▶ **Records supplied**:
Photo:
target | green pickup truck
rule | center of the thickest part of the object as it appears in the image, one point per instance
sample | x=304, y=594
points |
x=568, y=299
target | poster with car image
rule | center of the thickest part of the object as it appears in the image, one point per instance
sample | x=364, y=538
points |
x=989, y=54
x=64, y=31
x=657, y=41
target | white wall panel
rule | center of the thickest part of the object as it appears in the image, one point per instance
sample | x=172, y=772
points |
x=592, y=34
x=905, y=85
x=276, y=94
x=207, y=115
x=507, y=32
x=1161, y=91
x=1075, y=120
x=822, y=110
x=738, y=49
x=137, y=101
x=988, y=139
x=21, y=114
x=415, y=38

▶ **To be done**:
Please reproduce the material above in full, changing "thickest part" to "widest part" wherever it occurs and keeping everything else the same.

▶ **Solution to this task**:
Photo:
target | green pickup truck
rule | center of the widest part of the object as it appears in the image, one point per instance
sample | x=304, y=594
points |
x=568, y=299
target | poster with car image
rule | center of the widest part of the object as it appears in the image, one point per instance
sample | x=364, y=538
points |
x=989, y=54
x=64, y=31
x=657, y=41
target | white wall panel
rule | center of the widest part of the object as it appears in the image, one point per instance
sample | x=172, y=772
points |
x=592, y=34
x=905, y=85
x=276, y=94
x=207, y=115
x=507, y=32
x=1161, y=91
x=1075, y=120
x=822, y=110
x=738, y=49
x=137, y=101
x=988, y=139
x=21, y=114
x=415, y=38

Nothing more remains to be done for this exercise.